#### Saved data entries
* BEGIN *

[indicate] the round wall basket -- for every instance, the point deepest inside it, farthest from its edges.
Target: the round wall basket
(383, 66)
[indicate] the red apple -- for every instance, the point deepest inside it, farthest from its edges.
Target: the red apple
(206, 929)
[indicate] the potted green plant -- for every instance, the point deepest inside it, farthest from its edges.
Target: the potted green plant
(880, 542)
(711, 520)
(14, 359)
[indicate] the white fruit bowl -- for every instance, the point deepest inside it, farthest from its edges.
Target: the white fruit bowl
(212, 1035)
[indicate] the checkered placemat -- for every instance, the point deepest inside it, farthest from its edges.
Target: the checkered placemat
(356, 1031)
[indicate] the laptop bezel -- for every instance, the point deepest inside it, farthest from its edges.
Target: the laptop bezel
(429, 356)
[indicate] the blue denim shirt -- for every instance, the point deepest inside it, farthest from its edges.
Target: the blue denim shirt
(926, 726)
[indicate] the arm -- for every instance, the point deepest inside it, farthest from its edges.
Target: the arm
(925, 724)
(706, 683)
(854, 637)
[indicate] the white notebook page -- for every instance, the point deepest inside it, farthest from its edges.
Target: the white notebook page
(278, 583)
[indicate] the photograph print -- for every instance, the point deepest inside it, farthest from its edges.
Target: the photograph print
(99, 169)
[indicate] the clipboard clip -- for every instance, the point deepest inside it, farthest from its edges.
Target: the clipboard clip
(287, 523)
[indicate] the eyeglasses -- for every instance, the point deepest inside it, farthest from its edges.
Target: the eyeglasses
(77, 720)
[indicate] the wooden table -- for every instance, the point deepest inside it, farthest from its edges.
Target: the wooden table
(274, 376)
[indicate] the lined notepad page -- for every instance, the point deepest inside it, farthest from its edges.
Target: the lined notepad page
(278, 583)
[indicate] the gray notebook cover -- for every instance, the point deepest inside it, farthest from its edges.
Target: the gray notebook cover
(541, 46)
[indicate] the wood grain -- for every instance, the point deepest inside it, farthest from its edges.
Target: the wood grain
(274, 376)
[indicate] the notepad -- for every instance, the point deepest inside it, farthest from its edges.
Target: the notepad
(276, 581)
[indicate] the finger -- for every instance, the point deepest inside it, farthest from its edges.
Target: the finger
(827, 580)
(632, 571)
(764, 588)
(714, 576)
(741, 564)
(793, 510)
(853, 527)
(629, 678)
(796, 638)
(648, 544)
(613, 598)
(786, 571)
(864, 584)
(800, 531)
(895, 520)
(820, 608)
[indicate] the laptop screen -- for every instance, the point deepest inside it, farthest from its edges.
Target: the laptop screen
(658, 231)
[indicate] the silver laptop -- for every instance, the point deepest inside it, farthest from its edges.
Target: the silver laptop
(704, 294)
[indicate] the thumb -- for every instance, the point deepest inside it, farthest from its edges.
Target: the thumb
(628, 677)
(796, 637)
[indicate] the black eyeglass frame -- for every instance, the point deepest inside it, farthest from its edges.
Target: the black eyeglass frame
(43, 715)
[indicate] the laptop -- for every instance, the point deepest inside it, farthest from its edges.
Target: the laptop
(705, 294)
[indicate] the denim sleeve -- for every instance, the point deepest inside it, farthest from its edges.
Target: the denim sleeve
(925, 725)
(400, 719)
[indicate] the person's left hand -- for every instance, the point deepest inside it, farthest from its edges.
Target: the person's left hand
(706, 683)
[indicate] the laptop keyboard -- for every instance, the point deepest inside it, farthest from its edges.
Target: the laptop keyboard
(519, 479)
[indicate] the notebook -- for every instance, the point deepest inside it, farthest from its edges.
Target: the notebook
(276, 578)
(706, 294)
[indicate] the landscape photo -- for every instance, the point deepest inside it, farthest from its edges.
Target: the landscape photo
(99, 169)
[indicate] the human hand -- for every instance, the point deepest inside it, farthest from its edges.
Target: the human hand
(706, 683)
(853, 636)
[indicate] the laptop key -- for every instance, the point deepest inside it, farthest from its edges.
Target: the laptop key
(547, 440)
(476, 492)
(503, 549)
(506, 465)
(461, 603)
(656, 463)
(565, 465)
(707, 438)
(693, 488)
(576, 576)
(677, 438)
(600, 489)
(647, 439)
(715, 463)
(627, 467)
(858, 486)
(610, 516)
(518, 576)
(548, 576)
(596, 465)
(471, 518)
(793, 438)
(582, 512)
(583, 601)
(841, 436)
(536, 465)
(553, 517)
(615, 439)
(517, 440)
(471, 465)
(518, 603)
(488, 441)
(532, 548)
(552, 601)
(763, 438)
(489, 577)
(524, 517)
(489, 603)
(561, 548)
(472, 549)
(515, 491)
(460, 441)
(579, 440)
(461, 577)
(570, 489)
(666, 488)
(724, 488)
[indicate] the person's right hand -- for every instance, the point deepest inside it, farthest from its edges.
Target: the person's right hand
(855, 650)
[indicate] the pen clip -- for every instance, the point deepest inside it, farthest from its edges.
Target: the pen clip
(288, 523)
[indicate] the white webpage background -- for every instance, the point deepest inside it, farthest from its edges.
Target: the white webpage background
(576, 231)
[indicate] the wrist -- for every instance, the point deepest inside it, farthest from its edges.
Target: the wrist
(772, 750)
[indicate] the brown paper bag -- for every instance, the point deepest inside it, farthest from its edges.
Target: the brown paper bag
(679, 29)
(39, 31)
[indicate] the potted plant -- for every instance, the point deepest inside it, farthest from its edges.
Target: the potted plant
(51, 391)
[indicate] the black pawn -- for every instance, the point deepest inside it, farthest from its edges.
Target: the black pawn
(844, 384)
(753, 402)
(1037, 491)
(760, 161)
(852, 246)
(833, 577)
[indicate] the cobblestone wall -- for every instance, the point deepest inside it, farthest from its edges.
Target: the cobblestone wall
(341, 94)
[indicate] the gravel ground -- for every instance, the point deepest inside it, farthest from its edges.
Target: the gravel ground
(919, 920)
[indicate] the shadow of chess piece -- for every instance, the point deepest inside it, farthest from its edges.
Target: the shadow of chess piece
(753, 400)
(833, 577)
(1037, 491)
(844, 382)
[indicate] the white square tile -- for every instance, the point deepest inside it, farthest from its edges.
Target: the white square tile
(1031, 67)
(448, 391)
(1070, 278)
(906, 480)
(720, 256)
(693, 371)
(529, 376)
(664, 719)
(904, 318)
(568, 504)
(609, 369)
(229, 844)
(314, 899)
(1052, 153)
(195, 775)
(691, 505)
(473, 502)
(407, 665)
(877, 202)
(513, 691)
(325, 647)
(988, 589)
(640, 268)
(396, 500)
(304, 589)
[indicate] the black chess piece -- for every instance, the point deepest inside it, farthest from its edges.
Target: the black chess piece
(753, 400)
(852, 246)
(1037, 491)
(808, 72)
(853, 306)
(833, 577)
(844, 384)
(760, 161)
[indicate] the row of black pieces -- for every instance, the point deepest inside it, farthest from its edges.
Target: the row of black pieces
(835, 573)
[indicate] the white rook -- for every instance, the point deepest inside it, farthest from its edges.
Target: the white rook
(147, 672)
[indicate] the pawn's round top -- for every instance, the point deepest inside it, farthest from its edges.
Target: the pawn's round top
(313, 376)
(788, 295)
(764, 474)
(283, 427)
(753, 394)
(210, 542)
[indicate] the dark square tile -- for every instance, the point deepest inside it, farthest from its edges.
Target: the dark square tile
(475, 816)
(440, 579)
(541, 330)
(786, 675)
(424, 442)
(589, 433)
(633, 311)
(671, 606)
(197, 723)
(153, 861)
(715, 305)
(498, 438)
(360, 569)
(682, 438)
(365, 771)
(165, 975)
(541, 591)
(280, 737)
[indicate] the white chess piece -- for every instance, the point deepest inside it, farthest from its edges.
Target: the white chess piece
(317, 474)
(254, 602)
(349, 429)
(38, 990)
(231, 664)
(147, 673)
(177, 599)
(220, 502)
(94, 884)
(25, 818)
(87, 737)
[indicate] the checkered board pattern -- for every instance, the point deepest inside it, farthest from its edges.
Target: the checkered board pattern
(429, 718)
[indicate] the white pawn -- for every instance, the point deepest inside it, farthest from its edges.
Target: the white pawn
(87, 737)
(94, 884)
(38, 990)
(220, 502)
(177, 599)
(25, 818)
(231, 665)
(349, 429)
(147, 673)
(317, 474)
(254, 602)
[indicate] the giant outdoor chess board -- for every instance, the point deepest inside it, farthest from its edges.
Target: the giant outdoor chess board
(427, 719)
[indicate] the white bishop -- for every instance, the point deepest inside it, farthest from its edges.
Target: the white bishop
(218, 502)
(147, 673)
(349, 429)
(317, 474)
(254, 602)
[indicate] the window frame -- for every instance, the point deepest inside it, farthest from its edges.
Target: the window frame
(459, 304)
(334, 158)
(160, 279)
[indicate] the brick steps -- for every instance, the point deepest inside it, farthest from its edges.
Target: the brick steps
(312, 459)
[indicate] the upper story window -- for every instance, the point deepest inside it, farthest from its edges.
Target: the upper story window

* END *

#### GIVEN EXERCISE
Copy out word for word the lines of the records from the one containing "[indicate] the upper" through the end of the records, both ends included.

#### EXERCISE ANSWER
[indicate] the upper story window -- for every instance, the point deepest inside it, farthest from its edges.
Target: the upper story window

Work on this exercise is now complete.